**EXERCISE DIRECTIONS:**
Write out, exactly as they appear, only the lines running from the line with "task: provide the mask of every instance of the polo" to the final line of the listing; include both.

**Records:**

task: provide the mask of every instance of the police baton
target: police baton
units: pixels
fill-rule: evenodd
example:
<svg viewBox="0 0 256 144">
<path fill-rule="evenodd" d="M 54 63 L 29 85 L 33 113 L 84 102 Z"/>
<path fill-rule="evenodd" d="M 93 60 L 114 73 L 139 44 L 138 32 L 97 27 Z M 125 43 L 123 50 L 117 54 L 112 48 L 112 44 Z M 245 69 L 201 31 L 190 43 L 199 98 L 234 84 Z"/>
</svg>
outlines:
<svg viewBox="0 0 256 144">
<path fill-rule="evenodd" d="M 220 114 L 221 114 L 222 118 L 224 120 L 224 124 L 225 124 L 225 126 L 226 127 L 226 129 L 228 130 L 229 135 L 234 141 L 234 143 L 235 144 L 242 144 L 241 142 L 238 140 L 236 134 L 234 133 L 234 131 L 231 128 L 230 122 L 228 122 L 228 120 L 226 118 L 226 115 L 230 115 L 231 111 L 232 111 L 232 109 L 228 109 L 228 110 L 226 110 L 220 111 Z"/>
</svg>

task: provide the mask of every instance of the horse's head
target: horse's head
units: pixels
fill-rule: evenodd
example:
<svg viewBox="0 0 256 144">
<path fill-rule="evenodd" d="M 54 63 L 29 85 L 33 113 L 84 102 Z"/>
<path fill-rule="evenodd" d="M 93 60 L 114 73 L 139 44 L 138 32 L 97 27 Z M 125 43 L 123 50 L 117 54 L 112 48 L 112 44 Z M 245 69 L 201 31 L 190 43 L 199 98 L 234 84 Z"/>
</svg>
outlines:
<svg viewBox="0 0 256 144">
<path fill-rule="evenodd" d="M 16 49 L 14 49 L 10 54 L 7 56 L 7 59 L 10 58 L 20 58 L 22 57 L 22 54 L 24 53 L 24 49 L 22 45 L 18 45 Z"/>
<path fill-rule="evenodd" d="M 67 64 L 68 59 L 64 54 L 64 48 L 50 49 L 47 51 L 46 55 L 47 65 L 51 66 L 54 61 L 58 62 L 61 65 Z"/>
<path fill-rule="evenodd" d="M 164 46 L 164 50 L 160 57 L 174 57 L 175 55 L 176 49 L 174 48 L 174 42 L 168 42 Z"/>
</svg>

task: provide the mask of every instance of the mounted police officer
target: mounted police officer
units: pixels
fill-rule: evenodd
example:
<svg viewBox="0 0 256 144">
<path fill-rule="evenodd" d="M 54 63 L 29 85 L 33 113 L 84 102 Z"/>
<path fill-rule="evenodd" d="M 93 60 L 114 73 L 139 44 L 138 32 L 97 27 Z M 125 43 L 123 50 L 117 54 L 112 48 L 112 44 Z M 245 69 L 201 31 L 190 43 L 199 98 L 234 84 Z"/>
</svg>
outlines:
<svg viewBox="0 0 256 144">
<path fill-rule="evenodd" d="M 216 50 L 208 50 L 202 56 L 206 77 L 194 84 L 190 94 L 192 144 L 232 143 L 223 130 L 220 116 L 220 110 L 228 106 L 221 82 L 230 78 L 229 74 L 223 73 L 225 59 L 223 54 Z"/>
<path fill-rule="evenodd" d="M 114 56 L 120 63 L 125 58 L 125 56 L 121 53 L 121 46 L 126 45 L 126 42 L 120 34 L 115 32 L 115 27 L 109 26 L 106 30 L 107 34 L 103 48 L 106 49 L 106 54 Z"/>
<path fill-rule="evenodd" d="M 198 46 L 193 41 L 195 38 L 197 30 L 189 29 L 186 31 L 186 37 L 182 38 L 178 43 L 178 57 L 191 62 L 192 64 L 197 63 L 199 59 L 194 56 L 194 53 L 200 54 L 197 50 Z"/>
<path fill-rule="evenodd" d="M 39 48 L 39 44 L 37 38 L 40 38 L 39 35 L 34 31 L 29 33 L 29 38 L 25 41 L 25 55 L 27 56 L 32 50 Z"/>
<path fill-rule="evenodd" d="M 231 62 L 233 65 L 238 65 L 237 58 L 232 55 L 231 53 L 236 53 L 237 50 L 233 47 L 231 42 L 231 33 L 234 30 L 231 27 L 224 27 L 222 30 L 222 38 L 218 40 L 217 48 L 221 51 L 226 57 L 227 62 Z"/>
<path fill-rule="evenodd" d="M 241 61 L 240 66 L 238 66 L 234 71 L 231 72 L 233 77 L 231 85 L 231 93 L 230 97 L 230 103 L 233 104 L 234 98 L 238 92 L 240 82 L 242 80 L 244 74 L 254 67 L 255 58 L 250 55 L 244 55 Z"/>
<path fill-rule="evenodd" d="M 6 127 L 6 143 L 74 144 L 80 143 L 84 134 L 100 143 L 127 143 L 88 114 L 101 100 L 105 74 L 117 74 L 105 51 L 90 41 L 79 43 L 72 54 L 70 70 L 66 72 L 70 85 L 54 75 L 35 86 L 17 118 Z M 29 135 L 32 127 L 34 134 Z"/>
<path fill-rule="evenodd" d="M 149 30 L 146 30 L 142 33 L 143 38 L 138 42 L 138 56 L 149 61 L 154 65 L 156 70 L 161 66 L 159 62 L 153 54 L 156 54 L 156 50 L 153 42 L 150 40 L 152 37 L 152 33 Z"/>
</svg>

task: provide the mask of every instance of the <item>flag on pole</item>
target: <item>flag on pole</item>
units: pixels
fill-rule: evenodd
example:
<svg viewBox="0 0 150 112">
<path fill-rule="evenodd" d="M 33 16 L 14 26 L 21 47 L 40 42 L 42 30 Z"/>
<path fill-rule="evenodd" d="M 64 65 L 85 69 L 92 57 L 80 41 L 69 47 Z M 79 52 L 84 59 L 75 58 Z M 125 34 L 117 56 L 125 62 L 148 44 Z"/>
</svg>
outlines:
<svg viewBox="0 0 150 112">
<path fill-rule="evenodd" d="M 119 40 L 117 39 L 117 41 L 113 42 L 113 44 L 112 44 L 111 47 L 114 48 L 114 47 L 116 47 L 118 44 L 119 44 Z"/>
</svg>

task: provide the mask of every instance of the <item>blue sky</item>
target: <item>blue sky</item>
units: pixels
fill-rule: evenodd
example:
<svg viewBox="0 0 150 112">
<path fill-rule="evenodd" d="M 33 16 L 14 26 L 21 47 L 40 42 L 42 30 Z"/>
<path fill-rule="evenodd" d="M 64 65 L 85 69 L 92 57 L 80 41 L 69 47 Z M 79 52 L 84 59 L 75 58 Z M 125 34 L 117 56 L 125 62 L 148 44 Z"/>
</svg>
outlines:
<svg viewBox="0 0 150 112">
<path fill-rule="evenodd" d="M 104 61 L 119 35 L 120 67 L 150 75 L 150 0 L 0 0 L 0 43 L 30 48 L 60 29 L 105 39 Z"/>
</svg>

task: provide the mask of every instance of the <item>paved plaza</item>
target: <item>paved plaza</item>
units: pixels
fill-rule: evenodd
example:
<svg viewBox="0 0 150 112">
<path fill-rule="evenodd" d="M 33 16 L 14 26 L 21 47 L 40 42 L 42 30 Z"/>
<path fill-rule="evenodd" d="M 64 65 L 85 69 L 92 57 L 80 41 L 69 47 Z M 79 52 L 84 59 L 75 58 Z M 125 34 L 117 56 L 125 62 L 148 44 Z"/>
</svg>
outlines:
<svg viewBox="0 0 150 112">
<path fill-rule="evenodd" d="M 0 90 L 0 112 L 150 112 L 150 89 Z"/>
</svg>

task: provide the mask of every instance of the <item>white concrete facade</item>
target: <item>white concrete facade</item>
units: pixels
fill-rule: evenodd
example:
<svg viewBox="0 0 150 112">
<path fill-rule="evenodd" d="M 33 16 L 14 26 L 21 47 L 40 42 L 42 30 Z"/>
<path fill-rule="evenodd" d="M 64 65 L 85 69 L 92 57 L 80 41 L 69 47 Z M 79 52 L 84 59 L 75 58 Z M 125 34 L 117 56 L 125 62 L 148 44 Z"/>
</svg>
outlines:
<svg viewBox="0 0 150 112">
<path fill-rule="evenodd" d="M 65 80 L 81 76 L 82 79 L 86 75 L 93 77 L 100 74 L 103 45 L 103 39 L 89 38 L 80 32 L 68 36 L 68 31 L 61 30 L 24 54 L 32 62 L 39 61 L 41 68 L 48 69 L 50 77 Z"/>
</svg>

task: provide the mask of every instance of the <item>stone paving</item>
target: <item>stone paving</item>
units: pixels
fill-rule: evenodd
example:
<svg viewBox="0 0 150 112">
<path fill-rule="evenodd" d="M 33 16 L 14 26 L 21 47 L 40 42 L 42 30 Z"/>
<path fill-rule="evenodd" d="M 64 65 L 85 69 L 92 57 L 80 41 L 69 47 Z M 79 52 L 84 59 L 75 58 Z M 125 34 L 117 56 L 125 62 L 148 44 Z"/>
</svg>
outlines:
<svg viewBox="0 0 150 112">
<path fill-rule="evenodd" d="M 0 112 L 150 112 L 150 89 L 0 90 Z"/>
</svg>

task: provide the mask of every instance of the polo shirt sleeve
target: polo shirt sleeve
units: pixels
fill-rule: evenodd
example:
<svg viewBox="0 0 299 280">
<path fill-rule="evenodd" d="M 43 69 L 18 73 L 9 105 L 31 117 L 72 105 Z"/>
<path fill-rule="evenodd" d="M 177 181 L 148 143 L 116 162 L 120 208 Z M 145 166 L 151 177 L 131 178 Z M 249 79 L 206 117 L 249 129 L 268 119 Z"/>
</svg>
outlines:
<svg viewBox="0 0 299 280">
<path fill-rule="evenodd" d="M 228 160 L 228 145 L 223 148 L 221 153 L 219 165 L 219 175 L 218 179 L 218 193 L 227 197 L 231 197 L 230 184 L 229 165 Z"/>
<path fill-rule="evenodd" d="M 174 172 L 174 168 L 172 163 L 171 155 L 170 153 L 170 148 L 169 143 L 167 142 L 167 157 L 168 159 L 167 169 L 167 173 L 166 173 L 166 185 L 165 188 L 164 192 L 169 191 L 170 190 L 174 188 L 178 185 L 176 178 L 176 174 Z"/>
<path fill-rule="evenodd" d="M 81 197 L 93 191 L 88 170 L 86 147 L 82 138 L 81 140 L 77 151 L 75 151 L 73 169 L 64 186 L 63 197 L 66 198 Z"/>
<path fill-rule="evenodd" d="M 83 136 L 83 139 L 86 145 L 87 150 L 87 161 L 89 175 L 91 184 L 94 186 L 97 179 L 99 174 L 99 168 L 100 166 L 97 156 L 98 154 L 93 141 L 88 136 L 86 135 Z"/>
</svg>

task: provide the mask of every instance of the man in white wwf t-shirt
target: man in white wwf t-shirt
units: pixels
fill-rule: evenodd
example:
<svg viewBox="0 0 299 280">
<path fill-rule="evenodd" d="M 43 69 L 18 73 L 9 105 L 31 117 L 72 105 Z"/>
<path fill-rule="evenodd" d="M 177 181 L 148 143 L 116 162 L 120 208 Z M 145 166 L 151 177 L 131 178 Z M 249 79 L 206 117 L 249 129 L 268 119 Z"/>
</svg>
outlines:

**SOLUTION:**
task: provide the mask of every instance of the polo shirt sleeve
target: polo shirt sleeve
units: pixels
fill-rule: evenodd
example:
<svg viewBox="0 0 299 280">
<path fill-rule="evenodd" d="M 43 69 L 18 73 L 9 105 L 31 117 L 72 105 Z"/>
<path fill-rule="evenodd" d="M 177 181 L 148 143 L 116 162 L 120 208 Z M 145 166 L 151 177 L 131 178 Z M 249 79 L 206 117 L 249 129 L 268 119 Z"/>
</svg>
outlines:
<svg viewBox="0 0 299 280">
<path fill-rule="evenodd" d="M 228 160 L 228 145 L 223 148 L 221 153 L 219 165 L 219 175 L 218 179 L 218 193 L 227 197 L 231 197 L 230 184 L 229 165 Z"/>
<path fill-rule="evenodd" d="M 174 172 L 174 168 L 172 163 L 171 155 L 170 153 L 170 148 L 169 143 L 167 142 L 167 157 L 168 159 L 167 169 L 167 173 L 166 173 L 166 185 L 165 188 L 164 192 L 169 191 L 170 190 L 174 188 L 178 185 L 176 178 L 176 174 Z"/>
<path fill-rule="evenodd" d="M 81 197 L 93 191 L 88 170 L 86 147 L 82 138 L 81 140 L 77 151 L 75 151 L 73 169 L 64 186 L 63 197 L 66 198 Z"/>
<path fill-rule="evenodd" d="M 83 136 L 83 139 L 86 145 L 87 150 L 87 161 L 89 175 L 91 184 L 94 186 L 97 179 L 99 174 L 99 168 L 100 166 L 97 156 L 98 154 L 93 141 L 88 136 L 86 135 Z"/>
</svg>

task: provide the mask of every instance of the man in white wwf t-shirt
target: man in white wwf t-shirt
units: pixels
fill-rule: evenodd
example:
<svg viewBox="0 0 299 280">
<path fill-rule="evenodd" d="M 43 69 L 18 73 L 9 105 L 31 117 L 72 105 Z"/>
<path fill-rule="evenodd" d="M 177 181 L 148 143 L 116 162 L 120 208 Z M 145 166 L 151 177 L 131 178 Z M 249 79 L 206 117 L 249 129 L 268 119 Z"/>
</svg>
outlines:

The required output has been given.